▶ [Assignment 1]:
According to the passage on harmful emotional states, what do most persons not suspect about such states?
▶ [Assignment 2]:
Summarize the passage on harmful emotional states in two sentences.
▶ [Assignment 3]:
Continue the passage on harmful emotional states from where it stops.

▶ [Document extract]:

=== Section Start ===

There is no need here for a recital of the well-known facts of the detrimental effect of certain “negative” mental states upon physical conditions, and upon mental health and normal functioning; these are now matters of common knowledge, thanks to the reports of the investigations of the past twenty-five years or more. The “mental cause of diseases” is a subject concerning which practically every person of average intelligence now has at least some knowledge, and to which he extends at least some degree of belief. That mind and body act and react upon each other is now universally accepted; and that certain harmful emotional states (particularly when manifested excessively and in extreme form) result in mental disorders, unsoundness, and abnormal conditions, is now equally well known and accepted.

Most persons, however, have no suspicion that such emotional states persist often long after the conscious memory of them has passed away. The individual, though he realizes that “the evil they do lives after them,” does not imagine that their evil qualities which are “interred with their bones” continue to manifest their baneful tendencies beneath the surface of the conscious mentality; and that they have really been “buried alive,” and that long after they have been forgotten by the consciousness they are alive and busily at work gnawing, boring, and cutting at the roots of the plants in our mental garden. Such, alas! is the case. Freud and his school of Psycho-Analysis have paid especial attention to this fact, and have sought for and devised efficient methods whereby these subconscious moles, gophers, worms, and other “underground” destroyers may be located, uncovered and destroyed. This, indeed, is one of the chief offices and purposes of Psycho-Analysis.

=== Section End ===

▶ [Data block]:
=== Section Start ===

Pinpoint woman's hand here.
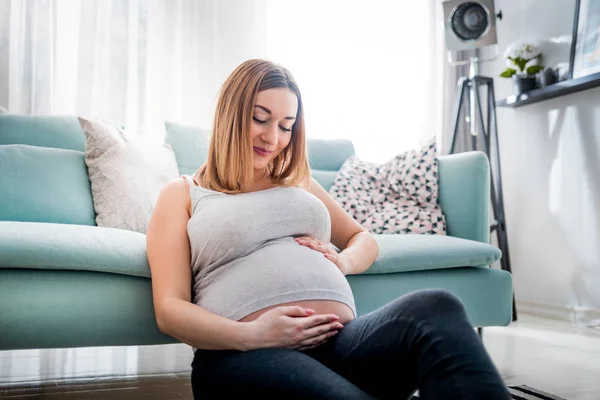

=== Section End ===

▶ [Final answer 1]:
That they often persist long after the conscious memory of them has passed away.

▶ [Final answer 2]:
It is now commonly known and accepted that mind and body act upon each other and that harmful emotional states can cause mental disorders and abnormal conditions. Most persons, however, do not suspect that these states often persist and keep working beneath the conscious mind long after they are forgotten, and Freud and his school of Psycho-Analysis have devised methods to locate, uncover and destroy them.

▶ [Final answer 3]:
Referring to the descriptive statement concerning Psycho-Analysis given at the beginning of the present section of this book, We ask you to consider once more the following fact: “Psycho-Analysis is a method of psychological investigation designed for the purpose of discovering and exploring the unconscious psychic forces which are at the bases of normal and abnormal psychic manifestations. It assumes that there are definite reasons for all normal and abnormal mental activities, that no psychoneurotic symptoms are accidental or meaningless, but that they have always unconscious underlying causes which, if found and brought to the surface, become dissipated and cause the symptoms to disappear. * * * The aim of Psycho-Analysis is to bring back into the field of conscious memory all the repressed unbearable ideas, to show the patient the connection between them and the symptoms, thus removing the latter.” This being understood and remembered, let us now proceed to consider why and how these “unbearable ideas” become “repressed,” and how they may be discovered and brought to the surface by Psycho-Analysis.

In the first place, you are asked to realize that every human being has experienced many instances of pain, discomfort, and discontent of quite a marked, intense and poignant (i. e., piercing, sharp, pricking) character. This is particularly true in the stages of infancy, childhood, youth, adolescence, in which such experiences frequently take on an exaggerated character. The developing emotional nature of the infant or young child— the child under five years of age—sometimes undergoes emotional “bruises” and “hurts” which, though apparently forgotten, frequently leave effects which persist during the entire after-life of the individual. The same is true of the young boy or girl up to and including the stage of adolescence. Many of the most persistent and annoying “underground gnawers” are those which have been placed in the subconscious mind during the years of adolescence, youth, early childhood, and even in infancy; this fact has been well established by Psycho-Analysis.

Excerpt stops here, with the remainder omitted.